* _PAGE EXTRACT_

= = = = = = =

If we use the high-bit as the control bit, this branch simply becomes
`offset = *ip`, though the long offset branch becomes a bit longer.
 
> +                        }
> +                } else {
> +                        offset = LZ4_readLE16(ip);
> +                        ip += 2;
> +                }
>                  match = op - offset;
>
>                  if ((checkOffset) && (unlikely(match < lowLimit))) {
> @@ -335,11 +355,11 @@ static FORCE_INLINE int LZ4_decompress_generic(
>  }
>
>  int LZ4_decompress_safe(const char *source, char *dest,
> -        int compressedSize, int maxDecompressedSize)
> +        int compressedSize, int maxDecompressedSize, bool dynOffset)
>  {
>          return LZ4_decompress_generic(source, dest, compressedSize,
>                  maxDecompressedSize, endOnInputSize, full, 0,
> -                noDict, (BYTE *)dest, NULL, 0);
> +                noDict, (BYTE *)dest, NULL, 0, dynOffset);
 
You'll need to use the same trick that LZ4_compress_fast() uses, by hard
coding `dynOffset`. We want the compiler to generate too version of
LZ4_decompress_generic(), one with `dynOffset` and one with `!dynOffset`.
That way the tight loop won't the branches that check `dynOffset`.
 
        if (dynOffset)
                return LZ4_decompress_generic(..., true);
        else
                return LZ4_decompress_generic(..., false);
 
Without this trick, I expect that this patch causes a regression to both
LZ4 and LZ4_DYN decompression speed.

= = = = = = =

* _STORED RECORDS_

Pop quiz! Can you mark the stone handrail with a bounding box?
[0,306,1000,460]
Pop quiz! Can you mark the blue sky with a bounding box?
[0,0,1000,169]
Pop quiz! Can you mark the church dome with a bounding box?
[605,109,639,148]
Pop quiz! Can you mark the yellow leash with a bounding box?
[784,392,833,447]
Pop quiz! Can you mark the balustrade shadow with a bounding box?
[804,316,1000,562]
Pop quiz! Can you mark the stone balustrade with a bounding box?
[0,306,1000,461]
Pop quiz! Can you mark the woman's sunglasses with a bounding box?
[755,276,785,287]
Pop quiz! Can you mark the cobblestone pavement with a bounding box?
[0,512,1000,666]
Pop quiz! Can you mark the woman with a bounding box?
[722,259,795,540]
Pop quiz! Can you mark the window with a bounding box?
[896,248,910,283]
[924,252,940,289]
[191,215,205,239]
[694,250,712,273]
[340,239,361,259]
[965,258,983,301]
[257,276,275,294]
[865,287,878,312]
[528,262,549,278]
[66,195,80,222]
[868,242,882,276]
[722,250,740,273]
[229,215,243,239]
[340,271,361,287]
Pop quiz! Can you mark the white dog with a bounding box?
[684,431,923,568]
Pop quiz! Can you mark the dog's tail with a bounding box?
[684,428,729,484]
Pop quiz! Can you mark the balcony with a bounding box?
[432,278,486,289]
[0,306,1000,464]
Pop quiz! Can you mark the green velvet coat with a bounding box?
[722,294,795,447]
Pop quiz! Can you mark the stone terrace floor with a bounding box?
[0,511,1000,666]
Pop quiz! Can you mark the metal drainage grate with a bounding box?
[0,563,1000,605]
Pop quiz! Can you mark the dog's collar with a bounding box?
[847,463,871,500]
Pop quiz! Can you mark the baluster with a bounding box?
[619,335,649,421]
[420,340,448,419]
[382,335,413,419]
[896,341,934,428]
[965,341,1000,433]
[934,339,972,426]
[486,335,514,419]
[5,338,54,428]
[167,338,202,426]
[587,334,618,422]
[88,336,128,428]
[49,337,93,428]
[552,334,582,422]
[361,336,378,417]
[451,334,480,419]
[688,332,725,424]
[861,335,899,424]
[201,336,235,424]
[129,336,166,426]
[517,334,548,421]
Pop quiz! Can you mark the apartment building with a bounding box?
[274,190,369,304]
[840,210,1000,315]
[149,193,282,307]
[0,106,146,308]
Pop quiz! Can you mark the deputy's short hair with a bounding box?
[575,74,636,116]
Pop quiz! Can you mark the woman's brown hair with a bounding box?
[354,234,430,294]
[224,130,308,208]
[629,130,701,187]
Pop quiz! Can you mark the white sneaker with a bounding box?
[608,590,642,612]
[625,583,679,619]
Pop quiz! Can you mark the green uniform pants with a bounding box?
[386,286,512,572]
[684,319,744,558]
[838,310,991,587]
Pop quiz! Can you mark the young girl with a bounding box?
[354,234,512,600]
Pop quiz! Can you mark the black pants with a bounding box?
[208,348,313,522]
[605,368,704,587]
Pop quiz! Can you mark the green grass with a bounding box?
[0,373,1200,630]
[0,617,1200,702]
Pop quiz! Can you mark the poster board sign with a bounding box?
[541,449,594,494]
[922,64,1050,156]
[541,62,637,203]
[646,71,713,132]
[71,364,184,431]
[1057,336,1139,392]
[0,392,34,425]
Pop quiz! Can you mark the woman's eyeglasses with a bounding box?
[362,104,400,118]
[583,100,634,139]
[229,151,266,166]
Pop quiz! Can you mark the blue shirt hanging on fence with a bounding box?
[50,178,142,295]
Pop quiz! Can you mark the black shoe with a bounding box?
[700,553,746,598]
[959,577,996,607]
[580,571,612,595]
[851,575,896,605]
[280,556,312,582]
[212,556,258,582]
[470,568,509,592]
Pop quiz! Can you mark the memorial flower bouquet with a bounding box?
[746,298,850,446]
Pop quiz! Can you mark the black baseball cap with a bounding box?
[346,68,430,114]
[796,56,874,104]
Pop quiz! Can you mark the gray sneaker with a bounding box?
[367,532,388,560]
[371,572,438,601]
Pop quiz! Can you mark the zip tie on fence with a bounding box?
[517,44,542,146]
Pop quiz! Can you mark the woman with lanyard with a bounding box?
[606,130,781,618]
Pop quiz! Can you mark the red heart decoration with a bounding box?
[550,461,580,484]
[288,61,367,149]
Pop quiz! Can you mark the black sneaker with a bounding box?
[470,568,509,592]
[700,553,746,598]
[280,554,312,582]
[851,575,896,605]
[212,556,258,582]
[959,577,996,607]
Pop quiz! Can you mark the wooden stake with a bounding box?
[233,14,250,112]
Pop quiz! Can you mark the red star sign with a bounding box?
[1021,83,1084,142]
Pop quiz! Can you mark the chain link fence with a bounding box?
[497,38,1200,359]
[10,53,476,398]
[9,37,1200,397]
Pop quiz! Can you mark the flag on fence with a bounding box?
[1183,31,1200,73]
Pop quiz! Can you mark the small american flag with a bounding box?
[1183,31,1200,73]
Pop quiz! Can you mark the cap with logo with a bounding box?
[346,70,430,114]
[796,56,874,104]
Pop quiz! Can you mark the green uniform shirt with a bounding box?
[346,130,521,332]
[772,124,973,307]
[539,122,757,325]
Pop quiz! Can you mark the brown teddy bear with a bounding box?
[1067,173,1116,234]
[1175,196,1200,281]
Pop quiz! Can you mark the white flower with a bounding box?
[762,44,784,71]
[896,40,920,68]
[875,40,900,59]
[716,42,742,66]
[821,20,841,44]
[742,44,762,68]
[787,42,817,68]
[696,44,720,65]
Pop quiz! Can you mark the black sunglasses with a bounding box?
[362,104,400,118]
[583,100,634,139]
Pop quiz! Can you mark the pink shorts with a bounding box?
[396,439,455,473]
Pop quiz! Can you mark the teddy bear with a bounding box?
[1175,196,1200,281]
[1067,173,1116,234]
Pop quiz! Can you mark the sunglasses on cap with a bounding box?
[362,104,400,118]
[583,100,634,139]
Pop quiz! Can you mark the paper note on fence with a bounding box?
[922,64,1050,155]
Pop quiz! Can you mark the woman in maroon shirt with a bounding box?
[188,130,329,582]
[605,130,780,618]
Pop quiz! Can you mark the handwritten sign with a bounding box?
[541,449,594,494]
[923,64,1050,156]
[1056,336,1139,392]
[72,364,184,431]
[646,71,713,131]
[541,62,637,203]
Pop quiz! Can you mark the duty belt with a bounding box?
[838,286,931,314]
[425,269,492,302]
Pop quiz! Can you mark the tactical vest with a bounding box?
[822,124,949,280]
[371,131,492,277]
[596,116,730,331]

= = = = = = =

* _WHAT IS EXPECTED_
Rewrite the passage of the LZ4 patch review from "That way the t" to "LZ4 and LZ4_DYN decompression speed.", substituting "slowdown" for "regression".

* _SOLUTION FOR THIS PROBLEM_
That way the tight loop won't the branches that check `dynOffset`.
 
        if (dynOffset)
                return LZ4_decompress_generic(..., true);
        else
                return LZ4_decompress_generic(..., false);
 
Without this trick, I expect that this patch causes a slowdown to both
LZ4 and LZ4_DYN decompression speed.